→ **Task instructions**
[a] In the report on the Gujarat temple attack, rewrite the passage starting with "The Ahmedabad police" and going on through "operatives in India.", putting "people" in place of "persons" each time it occurs.
[b] Answer these questions from the report on the Gujarat temple attack:
(i) In what city was the operation planned?
(ii) How many people were killed in the attack on Akshardham?
(iii) What law did the Gujarat Government invoke against the five arrested?

→ **Extract provided**

Gujarat temple attack : Plot hatched in Saudi Arabia

The Ahmedabad police arrested five persons last week and claimed to have solved the mystery behind the terrorist attack on the Akshardham temple in Gandhinagar. They said the arrested had links with two Pakistan-based terrorist organisations. The Police have disclosed that the five persons who had been arrested had confessed to having provided the local logistic support to the entire operation planned in Riyadh, Saudi Arabia, and masterminded by two Jaish-e-Mohammad operatives in India.

The help of the ISI and a Pakistan-based terrorist outfit, Lashkar-e-Taiba, was also taken by the Jaish in carrying out the operation in Akshardham on September 24 last year, in which 46 people were killed before the terrorists, both from Pakistan, were gunned down. A third terrorist was believed to have escaped to Pakistan.

The Gujarat Government has invoked the Prevention of Terrorism Act (POTA) against the five arrested. Though the Ahmedabad crime branch police claimed that the accused had confessed to their involvement in the Akshardham episode, police told the court that they needed to interrogate them longer to tie up some loose ends.

→ **Given data**
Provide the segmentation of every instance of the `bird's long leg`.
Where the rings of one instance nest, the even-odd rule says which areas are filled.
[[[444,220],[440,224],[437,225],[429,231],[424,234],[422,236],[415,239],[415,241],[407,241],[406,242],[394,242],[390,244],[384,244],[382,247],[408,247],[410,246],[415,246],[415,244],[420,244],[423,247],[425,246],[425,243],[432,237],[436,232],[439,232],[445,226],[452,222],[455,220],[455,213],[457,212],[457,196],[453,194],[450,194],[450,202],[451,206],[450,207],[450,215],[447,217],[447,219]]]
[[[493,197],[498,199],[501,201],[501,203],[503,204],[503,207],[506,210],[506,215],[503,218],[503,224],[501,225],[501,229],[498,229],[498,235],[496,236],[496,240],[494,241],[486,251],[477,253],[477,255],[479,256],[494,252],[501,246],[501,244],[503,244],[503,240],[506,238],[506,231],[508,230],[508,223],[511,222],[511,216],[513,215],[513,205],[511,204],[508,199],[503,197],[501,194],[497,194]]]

→ **Expected outputs**
[a]
The Ahmedabad police arrested five people last week and claimed to have solved the mystery behind the terrorist attack on the Akshardham temple in Gandhinagar. They said the arrested had links with two Pakistan-based terrorist organisations. The Police have disclosed that the five people who had been arrested had confessed to having provided the local logistic support to the entire operation planned in Riyadh, Saudi Arabia, and masterminded by two Jaish-e-Mohammad operatives in India.

[b]
(i) Riyadh, Saudi Arabia
(ii) 46
(iii) The Prevention of Terrorism Act (POTA)